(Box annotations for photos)

********

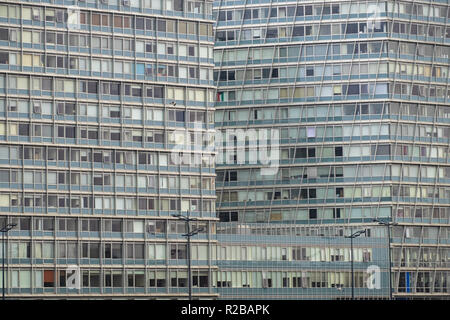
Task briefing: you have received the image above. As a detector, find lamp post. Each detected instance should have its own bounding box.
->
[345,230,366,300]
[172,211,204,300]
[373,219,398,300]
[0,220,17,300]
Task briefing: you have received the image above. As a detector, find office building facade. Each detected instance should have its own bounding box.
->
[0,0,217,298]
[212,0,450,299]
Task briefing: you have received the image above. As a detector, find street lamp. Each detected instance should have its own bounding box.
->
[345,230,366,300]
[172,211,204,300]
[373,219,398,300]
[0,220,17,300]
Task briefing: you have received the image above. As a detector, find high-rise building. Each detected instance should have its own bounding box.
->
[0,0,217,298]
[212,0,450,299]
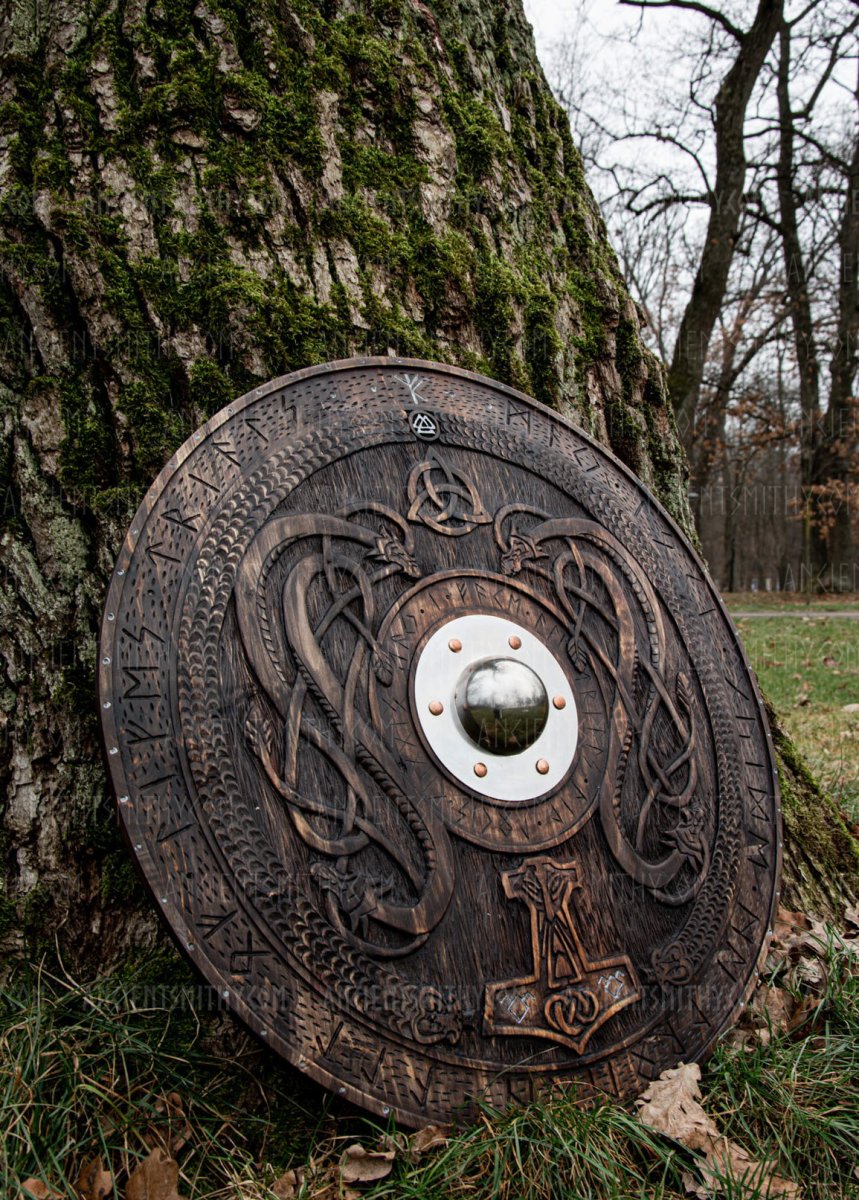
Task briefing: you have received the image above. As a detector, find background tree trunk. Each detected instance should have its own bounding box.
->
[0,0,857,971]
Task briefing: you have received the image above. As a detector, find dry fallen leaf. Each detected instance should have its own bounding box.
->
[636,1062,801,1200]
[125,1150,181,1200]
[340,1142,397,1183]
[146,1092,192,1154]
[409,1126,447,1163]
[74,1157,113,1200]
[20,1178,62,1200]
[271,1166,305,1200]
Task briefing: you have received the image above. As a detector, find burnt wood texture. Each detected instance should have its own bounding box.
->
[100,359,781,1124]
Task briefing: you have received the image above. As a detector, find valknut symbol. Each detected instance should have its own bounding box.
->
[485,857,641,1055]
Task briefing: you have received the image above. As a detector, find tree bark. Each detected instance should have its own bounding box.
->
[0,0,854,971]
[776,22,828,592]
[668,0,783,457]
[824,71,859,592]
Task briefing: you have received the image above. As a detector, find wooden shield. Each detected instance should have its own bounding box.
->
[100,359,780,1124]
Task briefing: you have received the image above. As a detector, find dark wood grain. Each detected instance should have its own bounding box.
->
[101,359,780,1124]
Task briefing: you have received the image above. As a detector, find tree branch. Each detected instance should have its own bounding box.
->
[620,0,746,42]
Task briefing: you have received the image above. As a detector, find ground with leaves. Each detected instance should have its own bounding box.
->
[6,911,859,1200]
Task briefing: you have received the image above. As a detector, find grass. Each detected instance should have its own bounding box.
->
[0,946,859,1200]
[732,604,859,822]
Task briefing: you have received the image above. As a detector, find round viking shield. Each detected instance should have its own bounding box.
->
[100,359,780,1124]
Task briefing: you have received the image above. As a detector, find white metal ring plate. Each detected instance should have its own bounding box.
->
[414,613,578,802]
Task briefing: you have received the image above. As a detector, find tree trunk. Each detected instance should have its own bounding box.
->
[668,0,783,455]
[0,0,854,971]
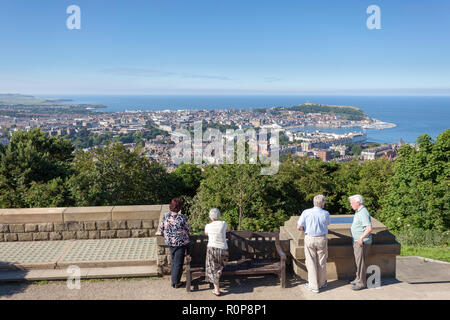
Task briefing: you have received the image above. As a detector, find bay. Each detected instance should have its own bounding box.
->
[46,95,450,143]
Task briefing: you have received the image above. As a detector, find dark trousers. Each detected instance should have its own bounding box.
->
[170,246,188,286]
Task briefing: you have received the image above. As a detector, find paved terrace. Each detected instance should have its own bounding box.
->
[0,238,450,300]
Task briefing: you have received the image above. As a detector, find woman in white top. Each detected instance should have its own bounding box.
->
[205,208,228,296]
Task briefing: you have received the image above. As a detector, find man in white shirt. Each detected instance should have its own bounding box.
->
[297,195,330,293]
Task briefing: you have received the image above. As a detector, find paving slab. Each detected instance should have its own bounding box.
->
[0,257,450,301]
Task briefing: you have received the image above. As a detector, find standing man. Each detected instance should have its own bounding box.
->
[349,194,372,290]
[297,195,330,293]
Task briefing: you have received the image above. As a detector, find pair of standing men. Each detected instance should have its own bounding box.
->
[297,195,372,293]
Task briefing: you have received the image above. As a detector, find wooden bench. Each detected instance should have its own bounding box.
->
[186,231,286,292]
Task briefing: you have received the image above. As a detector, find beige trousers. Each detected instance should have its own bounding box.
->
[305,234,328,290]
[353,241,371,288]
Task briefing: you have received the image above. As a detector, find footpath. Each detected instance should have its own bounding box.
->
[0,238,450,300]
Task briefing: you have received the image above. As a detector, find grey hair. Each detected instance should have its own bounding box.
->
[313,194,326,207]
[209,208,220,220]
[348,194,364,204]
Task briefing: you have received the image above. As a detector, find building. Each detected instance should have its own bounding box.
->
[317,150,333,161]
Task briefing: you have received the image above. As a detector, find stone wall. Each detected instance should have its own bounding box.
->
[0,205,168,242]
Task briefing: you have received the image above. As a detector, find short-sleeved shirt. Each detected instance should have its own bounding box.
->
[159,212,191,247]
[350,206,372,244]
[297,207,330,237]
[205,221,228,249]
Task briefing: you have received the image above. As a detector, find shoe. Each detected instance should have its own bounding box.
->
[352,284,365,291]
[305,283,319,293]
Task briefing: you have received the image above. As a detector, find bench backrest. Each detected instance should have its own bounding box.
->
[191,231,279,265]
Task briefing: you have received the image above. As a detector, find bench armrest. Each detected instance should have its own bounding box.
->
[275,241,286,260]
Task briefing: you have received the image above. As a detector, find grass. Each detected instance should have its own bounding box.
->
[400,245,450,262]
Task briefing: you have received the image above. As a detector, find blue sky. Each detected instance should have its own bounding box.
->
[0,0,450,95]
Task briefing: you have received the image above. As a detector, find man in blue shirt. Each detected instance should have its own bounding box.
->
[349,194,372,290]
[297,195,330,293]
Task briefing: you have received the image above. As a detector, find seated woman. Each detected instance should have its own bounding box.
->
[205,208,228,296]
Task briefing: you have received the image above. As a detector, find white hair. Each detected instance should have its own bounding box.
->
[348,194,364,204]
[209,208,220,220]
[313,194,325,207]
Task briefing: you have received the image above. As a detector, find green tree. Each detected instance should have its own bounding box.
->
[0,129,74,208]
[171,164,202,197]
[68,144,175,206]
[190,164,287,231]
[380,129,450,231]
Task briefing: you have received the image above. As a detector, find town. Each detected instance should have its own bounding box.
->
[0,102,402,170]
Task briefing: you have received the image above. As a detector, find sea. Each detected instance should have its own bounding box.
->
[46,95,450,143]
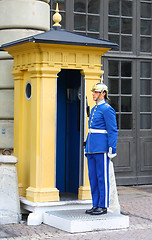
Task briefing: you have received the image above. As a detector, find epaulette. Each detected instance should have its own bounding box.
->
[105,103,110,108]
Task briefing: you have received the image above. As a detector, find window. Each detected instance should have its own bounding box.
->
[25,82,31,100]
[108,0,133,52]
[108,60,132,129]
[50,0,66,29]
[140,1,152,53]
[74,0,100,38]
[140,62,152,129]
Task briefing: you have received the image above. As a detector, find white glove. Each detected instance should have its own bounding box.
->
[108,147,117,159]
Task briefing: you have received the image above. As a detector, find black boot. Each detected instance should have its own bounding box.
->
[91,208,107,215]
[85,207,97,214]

********

The exercise
Convert every line of the records above into a Markdown table with two columns, "Row" for the row number and "Line" for the line itself. Skip blank lines and leave the pictures out of the answer.

Written solution
| Row | Line |
|---|---|
| 1 | Task briefing: you have received the image above. As a detector, find lamp post. Each detected instance should have its own bounding box. |
| 2 | -> |
| 3 | [345,230,366,300] |
| 4 | [172,211,204,300] |
| 5 | [373,219,398,300] |
| 6 | [0,220,17,300] |
| 7 | Task briefing: you have received the image above. As a detector, find office building facade. Each detected instance should have its own bounding box. |
| 8 | -> |
| 9 | [0,0,217,298] |
| 10 | [212,0,450,299] |
| 11 | Task briefing: you have received the image above. As a detector, find street lamp. Each detected instance should have its own bounding box. |
| 12 | -> |
| 13 | [345,230,366,300] |
| 14 | [172,211,204,300] |
| 15 | [373,219,398,300] |
| 16 | [0,220,17,300] |
| 17 | Task briefing: you have received the image above. As a detector, find high-rise building. Each detected instance should have its own bounding box. |
| 18 | -> |
| 19 | [0,0,217,298] |
| 20 | [212,0,450,299] |
| 21 | Task briefing: you have received the image above. As a detector, find background tree trunk. Each detected instance should have its own bounding box. |
| 22 | -> |
| 23 | [0,0,857,971] |
| 24 | Task briefing: you have received the image above. As a detector, find dry fallen leaf. Each detected instance should have its own bounding box. |
| 25 | -> |
| 26 | [636,1062,801,1200] |
| 27 | [125,1150,181,1200] |
| 28 | [340,1142,397,1183] |
| 29 | [146,1092,192,1154] |
| 30 | [409,1126,447,1163] |
| 31 | [74,1157,113,1200] |
| 32 | [20,1178,62,1200] |
| 33 | [271,1166,305,1200] |
| 34 | Task briefing: you have received the image above. As a detector, find burnt wood texture. Each detected instance should have its own bounding box. |
| 35 | -> |
| 36 | [100,359,781,1124] |
| 37 | Task briefing: you have received the image above. As a detector, find valknut symbol. Each detected instance should have its own bounding box. |
| 38 | -> |
| 39 | [485,857,641,1055] |
| 40 | Task briefing: you have received the image above. As a detector, find tree bark. Each detected instance should have its own bounding box. |
| 41 | -> |
| 42 | [0,0,854,971] |
| 43 | [776,22,828,592] |
| 44 | [668,0,783,457] |
| 45 | [824,71,859,592] |
| 46 | Task briefing: you have received the image above. As a detector, find wooden shield. Each detected instance should have its own bounding box. |
| 47 | -> |
| 48 | [100,359,780,1124] |
| 49 | Task briefing: you have received the image above. As a detector, find dark wood grain. Each detected instance should have its own bounding box. |
| 50 | -> |
| 51 | [101,359,780,1124] |
| 52 | Task briefing: you have received the image above. As a detector, find tree branch. Each detected instance should have its own bounding box. |
| 53 | -> |
| 54 | [620,0,746,42] |
| 55 | Task briefing: you have received the image above. As a detector, find ground with leaves. Each detected instance should have its own bounding box. |
| 56 | -> |
| 57 | [6,911,859,1200] |
| 58 | Task briefing: you have received the image above. As a detector, find grass. Each detected instance should have its own bounding box. |
| 59 | -> |
| 60 | [0,946,859,1200] |
| 61 | [732,604,859,822] |
| 62 | Task briefing: you have received the image above. As a detector, find round viking shield. Each detected instance should have its own bounding box. |
| 63 | -> |
| 64 | [100,359,780,1124] |
| 65 | Task briefing: you have received the image above. As a detector, find white metal ring plate. Each detected instance should have its own bounding box. |
| 66 | -> |
| 67 | [414,613,578,802] |
| 68 | Task briefing: you have received the image above. As a detector, find tree trunk. Each detected instance should have its own bounding box. |
| 69 | -> |
| 70 | [668,0,783,455] |
| 71 | [0,0,854,971] |
| 72 | Task briefing: you have received the image above. As a detector, find bay. Each detected instance should have its own bounding box. |
| 73 | -> |
| 74 | [46,95,450,143] |
| 75 | Task briefing: you have received the image above. As a detector, find dark trousers. Each detected instance should have its own bounding box. |
| 76 | -> |
| 77 | [170,246,188,286] |
| 78 | Task briefing: you have received the image above. As a detector, find paved terrace. Each detected instance should have its own bounding box. |
| 79 | -> |
| 80 | [0,238,450,300] |
| 81 | Task briefing: you have received the image above. As a detector, find woman in white top. Each detected instance should have its own bounding box. |
| 82 | -> |
| 83 | [205,208,228,296] |
| 84 | Task briefing: you have received the image above. As a detector, find man in white shirt. Each detected instance should have its own bounding box. |
| 85 | -> |
| 86 | [297,195,330,293] |
| 87 | Task briefing: you have received the image above. As a detector, find paving slab. Each detected instance should have its own bounding box. |
| 88 | -> |
| 89 | [0,257,450,301] |
| 90 | Task briefing: you have received the image above. As a detector, find standing man. Each detected instance should have its own bounding box. |
| 91 | -> |
| 92 | [349,194,372,290] |
| 93 | [297,195,330,293] |
| 94 | Task briefing: you have received the image above. As a detector, find pair of standing men. Each detected instance should have its own bounding box. |
| 95 | -> |
| 96 | [297,195,372,293] |
| 97 | Task briefing: you have received the image above. As a detector, find wooden bench. Each detected instance should have its own bounding box. |
| 98 | -> |
| 99 | [186,231,286,292] |
| 100 | Task briefing: you have received the image above. As a detector, find beige trousers. Each detected instance should have its own bounding box. |
| 101 | -> |
| 102 | [305,234,328,290] |
| 103 | [353,241,371,288] |
| 104 | Task briefing: you have received the image above. As a detector, find footpath. Each detected instance should have its own bounding box. |
| 105 | -> |
| 106 | [0,238,450,300] |
| 107 | Task briefing: you have received the image above. As a detector, find grey hair. Each detected instance should have its own bounding box. |
| 108 | -> |
| 109 | [313,194,326,207] |
| 110 | [209,208,220,220] |
| 111 | [348,194,364,204] |
| 112 | Task briefing: you have received the image above. As a detector, find building. Each detected instance should have its own bounding box. |
| 113 | -> |
| 114 | [317,150,333,161] |
| 115 | Task briefing: you have received the image above. As a detector, find stone wall. Each detected instance should have its own bounding box. |
| 116 | -> |
| 117 | [0,205,168,242] |
| 118 | Task briefing: you have received the image above. As a detector, find short-sleeved shirt. Each detected instance should have its own bounding box. |
| 119 | -> |
| 120 | [159,212,191,247] |
| 121 | [350,206,372,244] |
| 122 | [297,207,330,237] |
| 123 | [205,221,228,249] |
| 124 | Task briefing: you have received the image above. As a detector, find shoe. Each detected instance should have its own bounding box. |
| 125 | -> |
| 126 | [352,284,365,291] |
| 127 | [305,283,319,293] |
| 128 | Task briefing: you have received the image above. As a detector, find bench backrest. Each detected instance should have its own bounding box. |
| 129 | -> |
| 130 | [191,231,279,265] |
| 131 | Task briefing: you have received the image above. As a detector, find bench armrest. Each detected instance should have its own bounding box. |
| 132 | -> |
| 133 | [275,241,286,260] |
| 134 | Task briefing: you have received the image above. As a detector, find grass. Each detected instance should have its own bounding box. |
| 135 | -> |
| 136 | [400,245,450,262] |
| 137 | Task briefing: you have received the image above. As a detector, find blue sky. Each detected instance should have its own bounding box. |
| 138 | -> |
| 139 | [0,0,450,95] |
| 140 | Task briefing: you have received the image above. As a detector, find man in blue shirt. Each detected instance should have its own bounding box. |
| 141 | -> |
| 142 | [349,194,372,290] |
| 143 | [297,195,330,293] |
| 144 | Task briefing: you have received the image above. As a detector, find seated woman. Each detected instance should have its own bounding box. |
| 145 | -> |
| 146 | [205,208,228,296] |
| 147 | Task briefing: you have received the image above. As a detector, find white hair. Each detected instance should have its own bounding box. |
| 148 | -> |
| 149 | [348,194,364,204] |
| 150 | [209,208,220,220] |
| 151 | [313,194,325,207] |
| 152 | Task briefing: you have received the image above. As a detector, find green tree. Each detected instance should have its own bounding box. |
| 153 | -> |
| 154 | [0,129,74,208] |
| 155 | [171,164,202,197] |
| 156 | [68,144,175,206] |
| 157 | [190,164,287,231] |
| 158 | [380,129,450,231] |
| 159 | Task briefing: you have received the image above. As a detector, find town. Each detected instance should have its own bounding box. |
| 160 | -> |
| 161 | [0,102,402,170] |
| 162 | Task briefing: you have received the image above. As a detector, find sea. Each detected instance should have its own bounding box. |
| 163 | -> |
| 164 | [46,95,450,143] |
| 165 | Task briefing: you have received the image above. As a detector, find epaulette. Each detected instance should have its own bounding box. |
| 166 | -> |
| 167 | [105,103,110,108] |
| 168 | Task briefing: you have received the image above. As a detector, find window. Each detected instance should have its own bounding box. |
| 169 | -> |
| 170 | [25,82,31,100] |
| 171 | [108,0,133,52] |
| 172 | [108,60,132,129] |
| 173 | [50,0,66,29] |
| 174 | [140,1,152,53] |
| 175 | [74,0,100,38] |
| 176 | [140,62,152,129] |
| 177 | Task briefing: you have received the image above. As a detector, find white glove. Each detected instance should have its own bounding box. |
| 178 | -> |
| 179 | [108,147,117,159] |
| 180 | Task briefing: you have received the image above. As a detector, find black boot. Each detected instance should have its own bounding box. |
| 181 | -> |
| 182 | [91,208,107,215] |
| 183 | [85,207,97,214] |